## Task goal:
Copy out all of the data below word for word, omitting the pictures.

☆ ☆ ☆

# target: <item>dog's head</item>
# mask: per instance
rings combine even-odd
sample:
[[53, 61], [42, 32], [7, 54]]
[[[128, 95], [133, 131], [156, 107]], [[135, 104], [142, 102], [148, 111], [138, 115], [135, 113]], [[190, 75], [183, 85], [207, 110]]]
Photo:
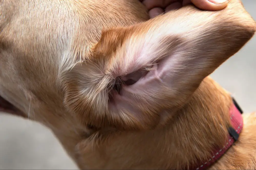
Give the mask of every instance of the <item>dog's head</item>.
[[164, 125], [256, 29], [238, 0], [146, 21], [112, 1], [0, 1], [3, 98], [56, 133]]
[[89, 59], [62, 73], [65, 106], [97, 128], [164, 125], [255, 29], [233, 1], [221, 11], [188, 6], [104, 31]]
[[[141, 6], [121, 17], [93, 1], [46, 1], [1, 3], [1, 96], [26, 115], [58, 109], [96, 128], [164, 124], [255, 31], [236, 0], [219, 11], [189, 6], [131, 25], [147, 19], [131, 9]], [[122, 13], [126, 3], [112, 2], [104, 5]]]

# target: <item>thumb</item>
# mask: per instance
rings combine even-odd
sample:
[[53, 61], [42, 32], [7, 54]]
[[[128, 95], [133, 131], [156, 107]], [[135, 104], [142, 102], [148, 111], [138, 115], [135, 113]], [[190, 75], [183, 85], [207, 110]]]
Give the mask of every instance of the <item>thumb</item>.
[[217, 11], [228, 5], [228, 0], [191, 0], [196, 6], [203, 10]]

☆ ☆ ☆

## Finished task:
# target: <item>dog's head</item>
# mask: per instance
rings combine even-odd
sample:
[[53, 61], [42, 32], [7, 54]]
[[[128, 95], [133, 131], [156, 107]], [[135, 104], [142, 102], [148, 111], [138, 115], [135, 113]], [[190, 75], [183, 85], [207, 110]]]
Photo:
Give the mask of every instance of the <item>dog's head</item>.
[[164, 125], [256, 29], [238, 0], [146, 21], [112, 1], [0, 1], [3, 98], [56, 133]]
[[89, 59], [62, 73], [65, 106], [97, 128], [164, 125], [255, 29], [233, 1], [221, 11], [188, 6], [104, 31]]
[[[141, 6], [121, 17], [93, 1], [46, 1], [1, 3], [1, 96], [26, 115], [58, 109], [96, 128], [164, 124], [255, 31], [236, 0], [219, 11], [189, 6], [131, 25], [147, 19], [131, 9]], [[122, 13], [126, 3], [112, 2], [104, 5]]]

# target: <item>thumb</item>
# mask: per instance
rings combine even-odd
sample:
[[53, 61], [42, 32], [7, 54]]
[[[128, 95], [133, 131], [156, 107]], [[135, 104], [142, 102], [148, 111], [138, 115], [135, 113]], [[190, 75], [183, 85], [207, 110]]]
Give the mask of every instance of the <item>thumb</item>.
[[217, 11], [228, 5], [228, 0], [191, 0], [196, 6], [203, 10]]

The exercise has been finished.